» EXTRACTED RECORDS
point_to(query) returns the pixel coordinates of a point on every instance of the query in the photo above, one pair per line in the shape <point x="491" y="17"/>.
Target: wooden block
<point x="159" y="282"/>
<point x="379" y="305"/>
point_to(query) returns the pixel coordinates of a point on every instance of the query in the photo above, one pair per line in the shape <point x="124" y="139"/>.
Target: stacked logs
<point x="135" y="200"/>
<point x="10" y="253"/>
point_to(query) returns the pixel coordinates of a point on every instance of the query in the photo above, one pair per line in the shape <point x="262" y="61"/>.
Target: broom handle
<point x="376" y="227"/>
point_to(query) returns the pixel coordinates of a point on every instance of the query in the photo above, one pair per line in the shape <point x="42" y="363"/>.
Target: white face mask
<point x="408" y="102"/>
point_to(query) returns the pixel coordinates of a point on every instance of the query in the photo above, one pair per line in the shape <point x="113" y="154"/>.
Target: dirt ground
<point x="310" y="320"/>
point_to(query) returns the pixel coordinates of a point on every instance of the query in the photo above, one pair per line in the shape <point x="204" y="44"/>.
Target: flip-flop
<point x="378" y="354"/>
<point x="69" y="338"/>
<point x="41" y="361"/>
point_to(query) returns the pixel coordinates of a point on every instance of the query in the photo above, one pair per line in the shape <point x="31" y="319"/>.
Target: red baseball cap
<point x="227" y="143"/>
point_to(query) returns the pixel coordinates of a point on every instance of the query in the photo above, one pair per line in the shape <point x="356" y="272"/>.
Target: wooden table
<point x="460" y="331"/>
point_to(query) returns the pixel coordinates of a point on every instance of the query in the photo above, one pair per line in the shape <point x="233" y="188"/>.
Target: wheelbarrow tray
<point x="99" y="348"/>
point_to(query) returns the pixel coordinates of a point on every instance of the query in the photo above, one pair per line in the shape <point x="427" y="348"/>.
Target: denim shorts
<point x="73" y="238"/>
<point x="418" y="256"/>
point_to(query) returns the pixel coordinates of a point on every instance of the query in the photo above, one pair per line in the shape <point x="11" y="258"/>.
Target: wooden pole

» WHAT IS NEEDED
Every entry above should be retyped exactly as shown.

» SOLUTION
point_to(query) returns the pixel coordinates of a point on every instance of the query in the photo above, one pair per line in the shape <point x="491" y="17"/>.
Target: wooden block
<point x="159" y="282"/>
<point x="379" y="305"/>
point_to(query) returns the pixel coordinates of a point on every instance of the query in the photo above, one pair per line in the shape <point x="124" y="139"/>.
Target: stacked logs
<point x="135" y="200"/>
<point x="10" y="253"/>
point_to(query) returns the pixel coordinates of a point on every instance of the query in the photo above, one pair per line in the shape <point x="262" y="61"/>.
Target: broom handle
<point x="376" y="227"/>
point_to(query) returns the pixel coordinates of a point on every instance of the query in the photo above, one pair per line in the shape <point x="42" y="363"/>.
Target: white face mask
<point x="408" y="102"/>
point_to(query) returns the pixel coordinates of a point on every instance of the query in the photo above, one pair per line in the shape <point x="113" y="154"/>.
Target: dirt ground
<point x="310" y="320"/>
point_to(query) returns the pixel coordinates of a point on every instance of the query in the photo above, one pair per line in the shape <point x="204" y="44"/>.
Target: flip-flop
<point x="378" y="354"/>
<point x="69" y="338"/>
<point x="41" y="361"/>
point_to(query) returns the pixel coordinates of a point on every instance of the query in the photo above, one pair per line in the shape <point x="31" y="319"/>.
Target: red baseball cap
<point x="227" y="143"/>
point_to(query) returns the pixel coordinates of a point on every instance of the query in the photo above, one pair per line in the shape <point x="356" y="272"/>.
Target: wooden table
<point x="460" y="331"/>
point_to(query) returns the pixel coordinates of a point on every instance of the query in the photo above, one pair per line in the shape <point x="233" y="188"/>.
Target: wheelbarrow tray
<point x="99" y="348"/>
point_to(query) returns the pixel coordinates of a point on every instance of the query in the photo above, one pair per line in the shape <point x="427" y="348"/>.
Target: denim shorts
<point x="73" y="238"/>
<point x="418" y="256"/>
point_to(query) returns the pixel coordinates of a point on every instance of the query in the photo above, one pair per line in the shape <point x="11" y="258"/>.
Target: wooden pole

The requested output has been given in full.